__Page extract__
▼

GitHub Repository: rasbt/machine-learning-book
Path: blob/main/ch13/ch13_part3_lightning.ipynb
¹²⁴⁵ views

Kernel: Python 3 (ipykernel)

Machine Learning with PyTorch and Scikit-Learn

-- Code Examples

Package version checks

Add folder to path in order to load from the check_packages.py script:

In [1]:

import sys
sys.path.insert(0, '..')

Check recommended package versions:

In [2]:

from python_environment_check import check_packages


d = {
    'torch': '1.8',
    'torchvision': '0.9.0',
    'tensorboard': '2.7.0',
    'pytorch_lightning': '1.5.0',
    'torchmetrics': '0.6.2'
}
check_packages(d)

Out[2]:

[OK] Your Python version is 3.8.12 | packaged by conda-forge | (default, Oct 12 2021, 21:59:51) 
[GCC 9.4.0]
[OK] torch 1.10.1+cu102
[OK] torchvision 0.11.2+cu102
[OK] tensorboard 2.7.0
[OK] pytorch_lightning 1.5.1
[OK] torchmetrics 0.6.2

Chapter 13: Going Deeper -- the Mechanics of PyTorch (Part 3/3)

Outline

Higher-level PyTorch APIs: a short introduction to PyTorch Lightning

Setting up the PyTorch Lightning model

Higher-level PyTorch APIs: a short introduction to PyTorch Lightning

Setting up the PyTorch Lightning model

In [3]:

import pytorch_lightning as pl
import torch 
import torch.nn as nn 

from torchmetrics import __version__ as torchmetrics_version
from pkg_resources import parse_version

from torchmetrics import Accuracy

In [4]:

class MultiLayerPerceptron(pl.LightningModule):
    def __init__(self, image_shape=(1, 28, 28), hidden_units=(32, 16)):
        super().__init__()
        
        # new PL attributes:
        if parse_version(torchmetrics_version) > parse_version("0.8"):
            self.train_acc = Accuracy(task="multiclass", num_classes=10)
            self.valid_acc = Accuracy(task="multiclass", num_classes=10)
            self.test_acc = Accuracy(task="multiclass", num_classes=10)
        else:
            self.train_acc = Accuracy()
            self.valid_acc = Accuracy()
            self.test_acc = Accuracy()
        
        # Model similar to previous section:
        input_size = image_shape[0] * image_shape[1] * image_shape[2] 
        all_layers = [nn.Flatten()]
        for hidden_unit in hidden_units: 
            layer = nn.Linear(input_size, hidden_unit) 
            all_layers.append(layer) 
            all_layers.append(nn.ReLU()) 
            input_size = hidden_unit 
 
        all_layers.append(nn.Linear(hidden_units[-1], 10)) 
        self.model = nn.Sequential(*all_layers)

    def forward(self, x):
        x = self.model(x)
        return x

    def training_step(self, batch, batch_idx):
        x, y = batch
        logits = self(x)
        loss = nn.functional.cross_entropy(logits, y)
        preds = torch.argmax(logits, dim=1)
        self.train_acc.update(preds, y)
        self.log("train_loss", loss, prog_bar=True)

▲

__Work instructions__
**1.** Reproduce the listing below verbatim, from the line containing "Segment skirting board from this image." through the line containing "[98,146,128,182]", including both of those lines.
**2.** Continue the PyTorch Lightning notebook from the point where it stops.

__Dataset entries__
▼

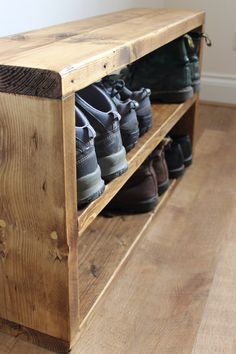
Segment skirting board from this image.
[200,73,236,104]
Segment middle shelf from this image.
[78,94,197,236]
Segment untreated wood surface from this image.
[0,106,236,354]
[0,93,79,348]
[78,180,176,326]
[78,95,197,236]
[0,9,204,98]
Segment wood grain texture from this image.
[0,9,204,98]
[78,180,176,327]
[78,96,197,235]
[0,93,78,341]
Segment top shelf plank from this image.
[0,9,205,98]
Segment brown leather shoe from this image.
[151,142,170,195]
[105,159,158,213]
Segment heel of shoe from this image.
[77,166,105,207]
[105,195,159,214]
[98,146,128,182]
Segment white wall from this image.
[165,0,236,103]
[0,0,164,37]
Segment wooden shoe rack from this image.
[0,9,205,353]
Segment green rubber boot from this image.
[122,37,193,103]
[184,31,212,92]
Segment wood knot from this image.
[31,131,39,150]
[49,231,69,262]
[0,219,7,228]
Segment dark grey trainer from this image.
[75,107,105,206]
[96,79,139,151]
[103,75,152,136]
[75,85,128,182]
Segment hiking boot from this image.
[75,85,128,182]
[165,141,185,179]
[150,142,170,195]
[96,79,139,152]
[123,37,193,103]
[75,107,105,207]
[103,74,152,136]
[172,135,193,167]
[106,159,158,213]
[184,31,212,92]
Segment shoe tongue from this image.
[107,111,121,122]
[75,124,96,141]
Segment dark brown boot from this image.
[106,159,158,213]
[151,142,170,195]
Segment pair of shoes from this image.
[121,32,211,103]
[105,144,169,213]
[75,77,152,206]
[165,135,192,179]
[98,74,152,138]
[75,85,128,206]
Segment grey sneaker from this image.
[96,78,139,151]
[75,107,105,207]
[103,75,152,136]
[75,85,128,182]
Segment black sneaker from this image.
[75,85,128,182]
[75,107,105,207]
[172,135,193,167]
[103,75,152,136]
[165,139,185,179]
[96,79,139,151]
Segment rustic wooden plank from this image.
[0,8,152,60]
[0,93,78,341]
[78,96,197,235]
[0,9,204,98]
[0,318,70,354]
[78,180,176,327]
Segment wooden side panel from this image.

▲
▼

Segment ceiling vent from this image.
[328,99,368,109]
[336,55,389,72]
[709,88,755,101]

▲

__Replies__
**1.**
Segment skirting board from this image.
[200,73,236,104]
Segment middle shelf from this image.
[78,94,197,236]
Segment untreated wood surface from this image.
[0,106,236,354]
[0,93,79,348]
[78,180,176,326]
[78,95,197,236]
[0,9,204,98]
Segment wood grain texture from this image.
[0,9,204,98]
[78,180,176,327]
[78,96,197,235]
[0,93,78,341]
Segment top shelf plank from this image.
[0,9,205,98]
Segment brown leather shoe from this image.
[151,142,170,195]
[105,159,158,213]
Segment heel of shoe from this image.
[77,166,105,207]
[105,195,159,214]
[98,146,128,182]

**2.**
        return loss

    # Conditionally define epoch end methods based on PyTorch Lightning version
    if parse_version(pl.__version__) >= parse_version("2.0"):
        # For PyTorch Lightning 2.0 and above
        def on_training_epoch_end(self):
            self.log("train_acc", self.train_acc.compute())
            self.train_acc.reset()

        def on_validation_epoch_end(self):
            self.log("valid_acc", self.valid_acc.compute())
            self.valid_acc.reset()

        def on_test_epoch_end(self):
            self.log("test_acc", self.test_acc.compute())
            self.test_acc.reset()

    else:
        # For PyTorch Lightning < 2.0
        def training_epoch_end(self, outs):
            self.log("train_acc", self.train_acc.compute())
            self.train_acc.reset()

        def validation_epoch_end(self, outs):
            self.log("valid_acc", self.valid_acc.compute())
            self.valid_acc.reset()

        def test_epoch_end(self, outs):
            self.log("test_acc", self.test_acc.compute())
            self.test_acc.reset()
    
    def test_step(self, batch, batch_idx):
        x, y = batch
        logits = self(x)
        loss = nn.functional.cross_entropy(logits, y)
        preds = torch.argmax(logits, dim=1)
        self.test_acc.update(preds, y)
        self.log("test_loss", loss, prog_bar=True)
        self.log("test_acc", self.test_acc.compute(), prog_bar=True)
        return loss

    def configure_optimizers(self):
        optimizer = torch.optim.Adam(self.parameters(), lr=0.001)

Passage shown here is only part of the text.